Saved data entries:
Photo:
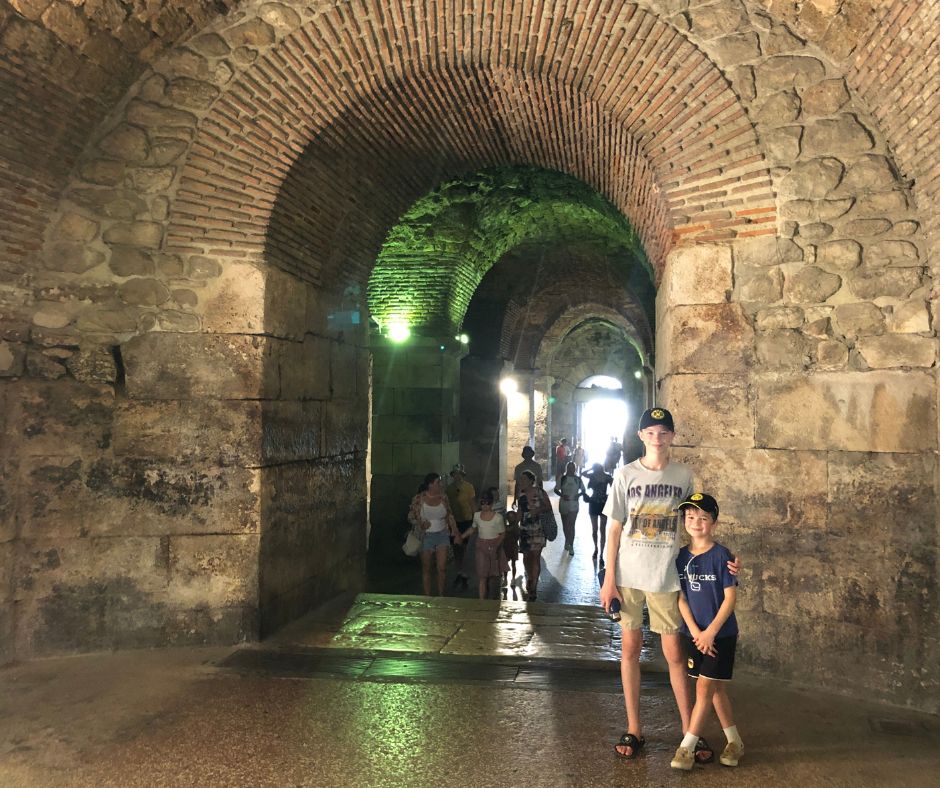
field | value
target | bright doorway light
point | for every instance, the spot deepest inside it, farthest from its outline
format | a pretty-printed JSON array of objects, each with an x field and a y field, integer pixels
[{"x": 601, "y": 420}]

#### [What the task asks]
Reproduce exactly the lines from the one containing "target | bright doorway light" through the last line of the records above, including both, and nothing else.

#### [Worked solution]
target | bright doorway light
point | for every instance, the spot deepest inside it, farthest from its outline
format | a pretty-printed JSON array of objects, each with an x field and a y field, integer pixels
[{"x": 601, "y": 420}]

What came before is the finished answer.